**Task directions**
Take each line of the records below that contains the string "wildflower" and copy it.

Saved entries
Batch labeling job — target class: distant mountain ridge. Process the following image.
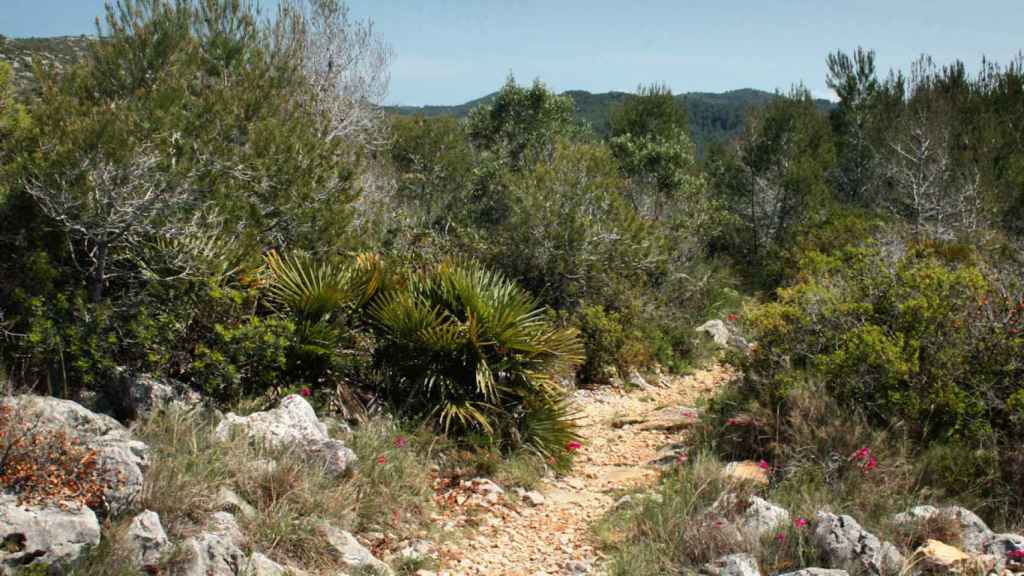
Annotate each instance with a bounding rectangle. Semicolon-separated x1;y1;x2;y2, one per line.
389;88;834;151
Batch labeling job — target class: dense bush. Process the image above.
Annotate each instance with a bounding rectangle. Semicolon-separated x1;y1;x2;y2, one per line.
369;261;583;459
745;243;1023;441
703;239;1024;513
0;0;385;402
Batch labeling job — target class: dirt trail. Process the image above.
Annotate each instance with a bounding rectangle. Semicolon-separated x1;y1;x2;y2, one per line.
434;364;734;576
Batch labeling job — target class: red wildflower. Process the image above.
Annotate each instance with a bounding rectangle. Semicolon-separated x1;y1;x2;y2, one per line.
795;517;809;528
758;460;770;471
566;441;583;452
864;455;878;472
727;314;738;322
376;455;387;465
1008;549;1024;560
394;436;408;448
299;387;312;398
726;417;740;426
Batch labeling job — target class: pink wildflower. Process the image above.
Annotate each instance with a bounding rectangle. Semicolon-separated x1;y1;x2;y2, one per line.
758;459;771;471
852;447;871;461
566;440;583;452
676;451;689;464
795;517;809;528
394;436;408;448
776;532;787;543
299;387;312;398
1007;550;1024;560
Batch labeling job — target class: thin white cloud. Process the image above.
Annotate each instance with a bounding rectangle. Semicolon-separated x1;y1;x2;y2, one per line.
811;87;840;103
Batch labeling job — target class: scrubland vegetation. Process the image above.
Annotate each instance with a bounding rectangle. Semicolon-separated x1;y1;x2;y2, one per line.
1;1;1023;574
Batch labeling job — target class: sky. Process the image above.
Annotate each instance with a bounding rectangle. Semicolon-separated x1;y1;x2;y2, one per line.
3;0;1022;106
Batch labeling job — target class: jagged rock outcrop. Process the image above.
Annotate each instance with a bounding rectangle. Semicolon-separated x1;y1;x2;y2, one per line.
0;494;101;574
121;372;202;419
318;522;393;575
814;512;904;576
702;553;762;576
1;395;149;515
986;533;1024;572
696;320;749;351
243;553;297;576
712;494;790;537
175;513;247;576
214;395;356;476
125;509;172;568
893;505;993;553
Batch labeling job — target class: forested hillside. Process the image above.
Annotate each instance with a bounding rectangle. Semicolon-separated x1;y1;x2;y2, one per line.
1;2;1023;575
0;35;92;97
390;87;835;151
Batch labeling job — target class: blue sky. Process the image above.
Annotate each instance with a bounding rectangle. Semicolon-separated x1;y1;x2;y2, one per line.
3;0;1022;106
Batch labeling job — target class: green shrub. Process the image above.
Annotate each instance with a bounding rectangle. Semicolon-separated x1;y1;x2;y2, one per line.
709;241;1024;513
369;261;583;459
189;315;295;402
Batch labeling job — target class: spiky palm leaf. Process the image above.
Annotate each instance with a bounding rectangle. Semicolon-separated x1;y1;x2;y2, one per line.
262;250;384;395
369;261;583;454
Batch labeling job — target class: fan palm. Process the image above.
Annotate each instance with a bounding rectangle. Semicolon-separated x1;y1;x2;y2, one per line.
369;261;583;456
262;250;383;385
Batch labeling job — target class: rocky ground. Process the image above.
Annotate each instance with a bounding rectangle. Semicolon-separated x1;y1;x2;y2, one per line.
429;364;735;576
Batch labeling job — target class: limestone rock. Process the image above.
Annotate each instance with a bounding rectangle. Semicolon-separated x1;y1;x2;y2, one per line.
696;320;749;351
513;488;546;507
893;505;993;553
1;395;149;515
741;496;791;536
318;523;393;575
398;539;433;562
243;553;294;576
177;533;246;576
126;509;171;568
468;478;505;499
0;495;101;575
986;533;1024;571
702;553;762;576
778;565;851;569
712;494;790;537
696;319;732;346
214;395;357;476
122;372;202;419
722;461;769;485
216;487;257;519
208;511;246;546
814;512;905;576
649;442;690;467
627;369;651;389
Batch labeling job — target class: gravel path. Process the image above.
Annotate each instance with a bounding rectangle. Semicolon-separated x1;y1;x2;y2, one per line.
434;364;734;576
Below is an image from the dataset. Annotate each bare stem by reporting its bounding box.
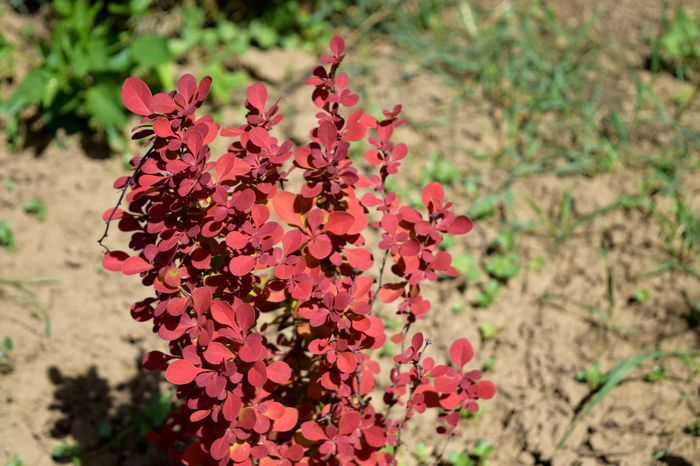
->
[97,150,152,252]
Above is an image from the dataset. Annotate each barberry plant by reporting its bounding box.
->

**Written answer**
Batch labeling job — target class: red wildflower. Process the image above.
Batch labeling job — target class: pink wildflower. Process the image above.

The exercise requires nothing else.